Goal of the exercise:
Reproduce the passage of the application performance management post between "It’s worth repeating" and "Business Transaction Management)", inclusive.

RSS

APM is Broken

Mon, May 23, 2011

Events, Featured Post, Staff Posts

…or at least it’s not delivering on its promise of improving performance

The value of Application Performance Management (APM) is perceived as “less than fair.” Over 80% of large and mid-sized organizations worldwide have made multi-million dollar investments in APM solutions with the expectation that these capabilities would reduce their production outages, quickly pinpoint the precise root causes of issues during these incidents, and speed time to resolution. In a show-of-hands at Interop 2011 during the ‘Service Delivery Management’ panel session moderated by Jim Metzler, an industry-recognized expert in network technology and business applications, NONE of the attendees agreed that APM was working well at their organizations and only 2 agreed it was performing fair, putting the remaining 70+ people in the “less than fair category.”

It’s worth repeating – millions of dollars have been invested in APM. Yet, according to NIST, four out of every five dollars of the total cost of ownership of an application are spent and directly attributable to finding and fixing problems post-deployment.

If you are not familiar with APM or how it is specifically defined, Gartner and others have outlined APM capabilities as covering these five functional dimensions:

  1. End-user experience monitoring
  2. Application runtime architecture discovery and modeling
  3. User-defined transaction profiling (also called Business Transaction Management)
  4. Application component deep-dive monitoring
  5. Application data analytics

As a panelist, along with my peers, we discussed this disconnect between expected and delivered value and speculated as to the reasons behind it. Here are a few of the observations we had.

  1. Most APM solutions focus on object-based system monitoring, with a constant stream of alerts, and a problem-based environmental picture. This results in an overwhelmed (thousands of alerts per hour) Network Operations Center (NOC) which often only has a handful of 7×24 operators.
  2. The complexity of an APM implementation into an enterprise prohibits widespread adoption of a solution across the infrastructure, application, and business unit ecosystem. When incidents happen, they can occur anywhere in the system and are often impacted through several layers of dependencies.
  3. The focus of IT management and spending has been on implementation of new hardware technologies enabling larger throughput and capacity (e.g. 40Gig devices) rather than management of application performance. This seems to be occurring because the given roles and responsibilities of IT decision-makers are aligned more with Infrastructure rather than Applications.
  4. The rise of Cloud and Mobile infrastructures is introducing new and unplanned-for performance risks. New skills and approaches to performance are required to manage the complexity of these new infrastructures.

Data shown:
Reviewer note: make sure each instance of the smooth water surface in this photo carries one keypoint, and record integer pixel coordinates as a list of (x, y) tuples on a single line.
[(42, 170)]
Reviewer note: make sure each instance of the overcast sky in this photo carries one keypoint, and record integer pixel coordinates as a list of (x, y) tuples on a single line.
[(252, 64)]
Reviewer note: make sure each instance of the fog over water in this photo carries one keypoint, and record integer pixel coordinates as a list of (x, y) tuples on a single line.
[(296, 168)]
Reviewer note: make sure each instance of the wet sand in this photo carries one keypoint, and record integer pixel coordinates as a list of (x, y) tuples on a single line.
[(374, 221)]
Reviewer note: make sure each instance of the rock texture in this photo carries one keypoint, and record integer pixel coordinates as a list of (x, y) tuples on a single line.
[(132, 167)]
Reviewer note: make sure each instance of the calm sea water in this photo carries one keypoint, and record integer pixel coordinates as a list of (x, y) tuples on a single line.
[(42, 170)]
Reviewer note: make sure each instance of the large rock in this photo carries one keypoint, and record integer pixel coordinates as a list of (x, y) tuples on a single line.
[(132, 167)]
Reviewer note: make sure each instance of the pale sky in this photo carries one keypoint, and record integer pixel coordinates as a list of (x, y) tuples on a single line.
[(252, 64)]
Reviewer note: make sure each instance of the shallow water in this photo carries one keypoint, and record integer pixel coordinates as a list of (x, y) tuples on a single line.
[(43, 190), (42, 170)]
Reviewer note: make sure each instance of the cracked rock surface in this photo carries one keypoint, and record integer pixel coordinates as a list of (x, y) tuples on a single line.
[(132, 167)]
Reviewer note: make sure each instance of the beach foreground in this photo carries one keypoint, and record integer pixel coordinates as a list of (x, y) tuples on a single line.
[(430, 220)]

* * *

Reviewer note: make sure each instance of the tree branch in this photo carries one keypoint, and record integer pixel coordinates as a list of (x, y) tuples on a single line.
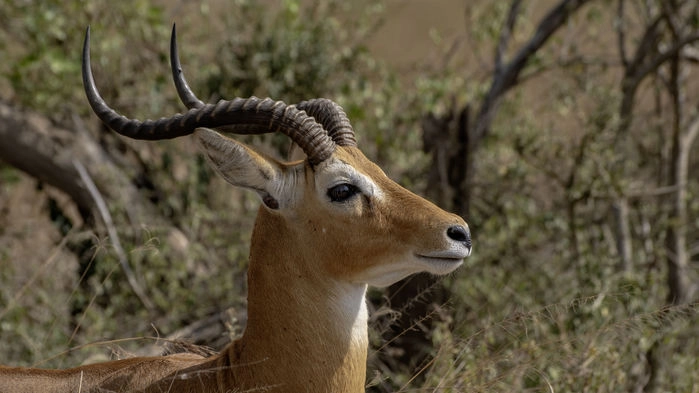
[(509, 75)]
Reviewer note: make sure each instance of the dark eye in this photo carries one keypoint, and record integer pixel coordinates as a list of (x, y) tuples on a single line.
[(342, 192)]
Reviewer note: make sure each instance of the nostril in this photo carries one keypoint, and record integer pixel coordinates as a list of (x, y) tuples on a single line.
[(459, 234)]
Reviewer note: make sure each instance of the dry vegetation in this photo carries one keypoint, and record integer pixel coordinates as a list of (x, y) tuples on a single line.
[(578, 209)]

Task answer:
It’s worth repeating – millions of dollars have been invested in APM. Yet, according to NIST, four out of every five dollars of the total cost of ownership of an application are spent and directly attributable to finding and fixing problems post-deployment.

If you are not familiar with APM or how it is specifically defined, Gartner and others have outlined APM capabilities as covering these five functional dimensions:

  1. End-user experience monitoring
  2. Application runtime architecture discovery and modeling
  3. User-defined transaction profiling (also called Business Transaction Management)